*Extract to read*.
[START]

Data Science with Python
Learn data science and machine learning by doing: pandas, analysis, visualization, statistics, and ML algorithms built from scratch.
10 projects, 250 hands-on levels, run in your browser.
Syllabus
- Data with pandas: pandas is the foundation of data work in Python. Master the two core structures: the Series (a labeled 1D array) and the DataFrame (a labeled table). Load data, inspect it, select rows and columns, filter, and compute summary statistics, the everyday vocabulary of every data scientist.
- Data Cleaning & Wrangling: Real data is messy. Detect and handle missing values, find and drop duplicates, fix wrong data types, standardize inconsistent text, and transform columns with map, apply, and binning. Cleaning is where data scientists spend most of their time, and getting it right is what makes every later analysis trustworthy.
- Exploratory Data Analysis: Before modeling, you explore. Compute summary statistics (center and spread), aggregate by group, examine distributions with value counts, and measure relationships between variables with correlation. EDA is how you build intuition for a dataset and discover the patterns worth investigating.
- Data Visualization: A chart often reveals what a table of numbers hides. Build the four workhorse plots with matplotlib: line charts for trends, bar charts for comparing categories, histograms for distributions, and scatter plots for relationships. Label them clearly and choose the right chart for the question.

[END]

*Entries shown*.
[START]

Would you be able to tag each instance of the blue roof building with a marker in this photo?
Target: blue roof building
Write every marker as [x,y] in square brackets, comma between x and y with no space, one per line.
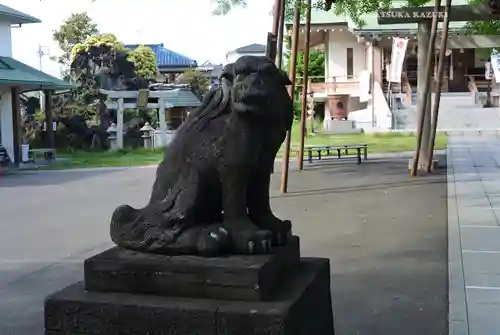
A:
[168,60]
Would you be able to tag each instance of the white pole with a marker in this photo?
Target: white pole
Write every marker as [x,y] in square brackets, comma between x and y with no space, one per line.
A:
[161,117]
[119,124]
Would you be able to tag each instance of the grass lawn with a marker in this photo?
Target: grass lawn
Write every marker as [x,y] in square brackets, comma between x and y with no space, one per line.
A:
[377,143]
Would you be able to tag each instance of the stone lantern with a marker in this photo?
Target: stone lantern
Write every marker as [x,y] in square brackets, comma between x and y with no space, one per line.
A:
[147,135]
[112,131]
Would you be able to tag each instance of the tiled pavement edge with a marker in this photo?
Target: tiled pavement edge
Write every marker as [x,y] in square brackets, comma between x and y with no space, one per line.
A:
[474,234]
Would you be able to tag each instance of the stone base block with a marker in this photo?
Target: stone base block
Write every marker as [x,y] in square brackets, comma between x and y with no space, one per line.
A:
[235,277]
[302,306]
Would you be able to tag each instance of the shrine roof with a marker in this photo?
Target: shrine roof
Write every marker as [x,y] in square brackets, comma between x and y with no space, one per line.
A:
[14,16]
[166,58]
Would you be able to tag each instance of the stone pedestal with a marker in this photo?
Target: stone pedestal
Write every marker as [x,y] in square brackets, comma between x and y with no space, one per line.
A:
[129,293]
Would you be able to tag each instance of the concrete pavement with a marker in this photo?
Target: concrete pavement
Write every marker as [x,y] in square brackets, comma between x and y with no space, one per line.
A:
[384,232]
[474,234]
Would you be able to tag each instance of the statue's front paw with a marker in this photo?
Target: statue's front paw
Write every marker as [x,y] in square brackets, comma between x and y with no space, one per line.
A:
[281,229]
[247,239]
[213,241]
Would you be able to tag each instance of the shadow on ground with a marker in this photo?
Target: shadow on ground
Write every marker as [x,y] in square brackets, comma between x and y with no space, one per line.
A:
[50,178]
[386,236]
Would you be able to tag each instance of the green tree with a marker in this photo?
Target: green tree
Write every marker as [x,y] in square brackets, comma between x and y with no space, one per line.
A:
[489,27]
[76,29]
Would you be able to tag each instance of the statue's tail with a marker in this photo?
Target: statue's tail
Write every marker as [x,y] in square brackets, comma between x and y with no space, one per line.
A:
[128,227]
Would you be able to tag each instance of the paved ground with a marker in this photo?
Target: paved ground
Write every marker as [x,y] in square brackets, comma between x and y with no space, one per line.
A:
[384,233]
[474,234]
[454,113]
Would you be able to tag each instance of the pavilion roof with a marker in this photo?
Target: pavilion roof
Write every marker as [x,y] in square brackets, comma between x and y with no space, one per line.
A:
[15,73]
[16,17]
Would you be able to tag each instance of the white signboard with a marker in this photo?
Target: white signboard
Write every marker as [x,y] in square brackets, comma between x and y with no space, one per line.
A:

[END]
[START]

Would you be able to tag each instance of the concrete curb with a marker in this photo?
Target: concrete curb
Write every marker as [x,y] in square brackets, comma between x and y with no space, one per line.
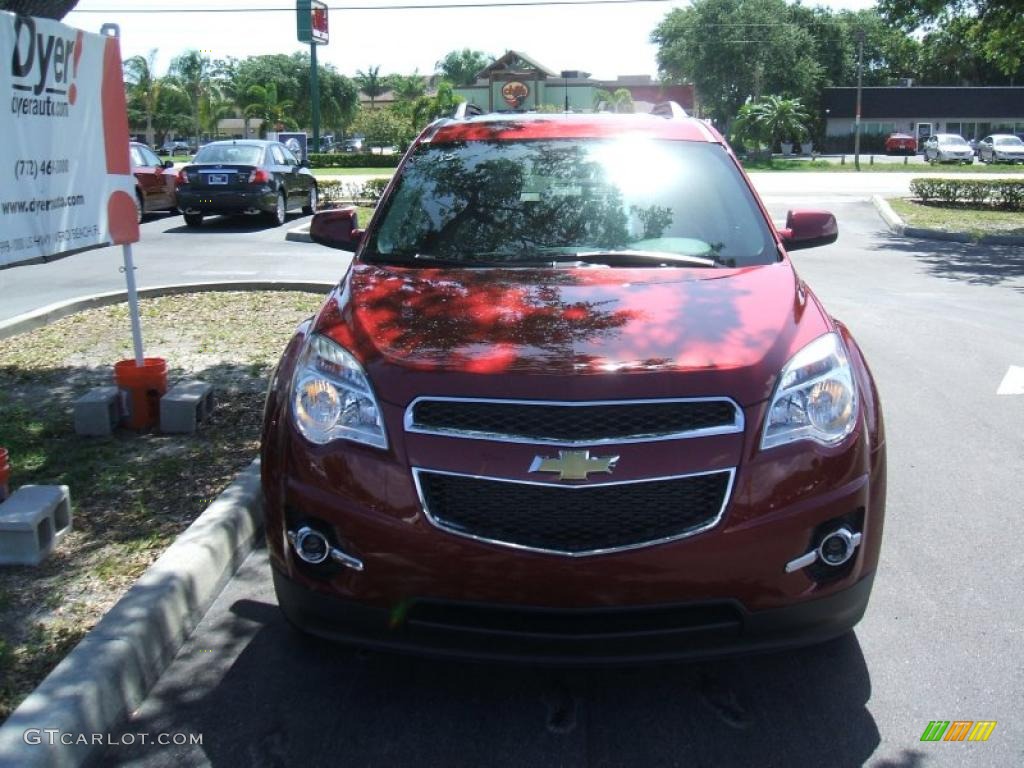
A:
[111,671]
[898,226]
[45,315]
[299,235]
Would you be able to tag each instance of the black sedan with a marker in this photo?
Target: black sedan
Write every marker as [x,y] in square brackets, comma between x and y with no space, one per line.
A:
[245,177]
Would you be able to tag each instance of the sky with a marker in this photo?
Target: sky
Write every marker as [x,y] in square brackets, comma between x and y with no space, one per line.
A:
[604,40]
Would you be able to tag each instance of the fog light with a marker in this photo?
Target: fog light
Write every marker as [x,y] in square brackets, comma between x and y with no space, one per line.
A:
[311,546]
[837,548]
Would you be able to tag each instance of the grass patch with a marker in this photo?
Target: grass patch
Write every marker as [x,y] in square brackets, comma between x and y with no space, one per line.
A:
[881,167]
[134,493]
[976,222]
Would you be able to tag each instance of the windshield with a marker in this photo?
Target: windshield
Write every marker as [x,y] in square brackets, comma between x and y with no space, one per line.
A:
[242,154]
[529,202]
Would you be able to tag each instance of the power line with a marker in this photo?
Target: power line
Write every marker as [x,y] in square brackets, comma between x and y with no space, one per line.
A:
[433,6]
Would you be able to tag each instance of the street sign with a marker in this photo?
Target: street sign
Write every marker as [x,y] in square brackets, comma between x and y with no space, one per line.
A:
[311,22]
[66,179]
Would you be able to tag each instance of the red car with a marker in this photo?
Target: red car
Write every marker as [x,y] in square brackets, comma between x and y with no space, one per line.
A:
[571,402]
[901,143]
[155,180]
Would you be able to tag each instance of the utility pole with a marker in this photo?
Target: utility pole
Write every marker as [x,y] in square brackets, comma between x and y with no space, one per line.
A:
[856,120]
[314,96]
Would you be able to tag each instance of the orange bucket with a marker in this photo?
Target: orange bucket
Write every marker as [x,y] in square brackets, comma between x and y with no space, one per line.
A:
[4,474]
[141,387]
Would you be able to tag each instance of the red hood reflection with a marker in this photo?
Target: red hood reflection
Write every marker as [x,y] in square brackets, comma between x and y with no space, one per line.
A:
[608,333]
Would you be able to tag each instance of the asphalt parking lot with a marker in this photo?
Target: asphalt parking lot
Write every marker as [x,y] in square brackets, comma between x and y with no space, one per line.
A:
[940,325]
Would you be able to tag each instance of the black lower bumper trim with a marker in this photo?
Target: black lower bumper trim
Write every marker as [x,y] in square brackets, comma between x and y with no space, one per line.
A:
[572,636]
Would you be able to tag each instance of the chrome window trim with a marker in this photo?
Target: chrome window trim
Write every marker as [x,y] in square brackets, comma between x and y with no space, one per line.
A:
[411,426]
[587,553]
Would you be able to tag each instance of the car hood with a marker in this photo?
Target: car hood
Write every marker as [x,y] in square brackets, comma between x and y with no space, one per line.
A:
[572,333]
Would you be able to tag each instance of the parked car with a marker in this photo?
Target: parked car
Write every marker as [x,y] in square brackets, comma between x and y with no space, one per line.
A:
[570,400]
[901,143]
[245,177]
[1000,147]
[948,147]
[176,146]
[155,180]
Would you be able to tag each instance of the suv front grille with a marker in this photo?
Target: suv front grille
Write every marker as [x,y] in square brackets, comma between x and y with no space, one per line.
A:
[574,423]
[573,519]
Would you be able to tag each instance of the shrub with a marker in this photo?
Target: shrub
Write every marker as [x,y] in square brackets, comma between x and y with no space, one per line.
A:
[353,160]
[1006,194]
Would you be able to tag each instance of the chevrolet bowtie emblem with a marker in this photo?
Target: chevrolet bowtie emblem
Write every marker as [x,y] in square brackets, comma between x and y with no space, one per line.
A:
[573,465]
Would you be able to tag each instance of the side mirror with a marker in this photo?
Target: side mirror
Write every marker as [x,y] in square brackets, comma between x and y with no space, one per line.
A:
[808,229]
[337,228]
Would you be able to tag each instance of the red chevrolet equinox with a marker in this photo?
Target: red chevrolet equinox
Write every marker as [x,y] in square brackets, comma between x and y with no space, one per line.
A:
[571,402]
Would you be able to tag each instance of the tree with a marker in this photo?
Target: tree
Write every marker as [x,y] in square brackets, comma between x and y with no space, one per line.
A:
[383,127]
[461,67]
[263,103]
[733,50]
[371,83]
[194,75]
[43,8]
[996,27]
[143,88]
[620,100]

[END]

Can you continue the Data Science with Python course syllabus from the point where it stops?

*Task response*.
- Statistics & Inference: Move from describing data to reasoning about it. Compute descriptive statistics with numpy, understand sampling and standard error, build confidence intervals, and run hypothesis tests (t-tests) to decide whether an effect is real or just noise, the statistical rigor that turns observations into conclusions.
- Linear Regression: Your first machine-learning model, built from scratch with numpy. Fit a straight line to data: define the linear model and its error, solve for the best-fit line with least squares, measure how well it fits with R-squared, and learn it iteratively with gradient descent, the optimization algorithm behind nearly all modern ML.
- Classification: Predict categories, not numbers. Build two classifiers from scratch: k-nearest neighbors (classify by the majority vote of the closest points) and logistic regression (a sigmoid model trained with gradient descent). Then evaluate them properly with the confusion matrix, accuracy, precision, recall, and F1.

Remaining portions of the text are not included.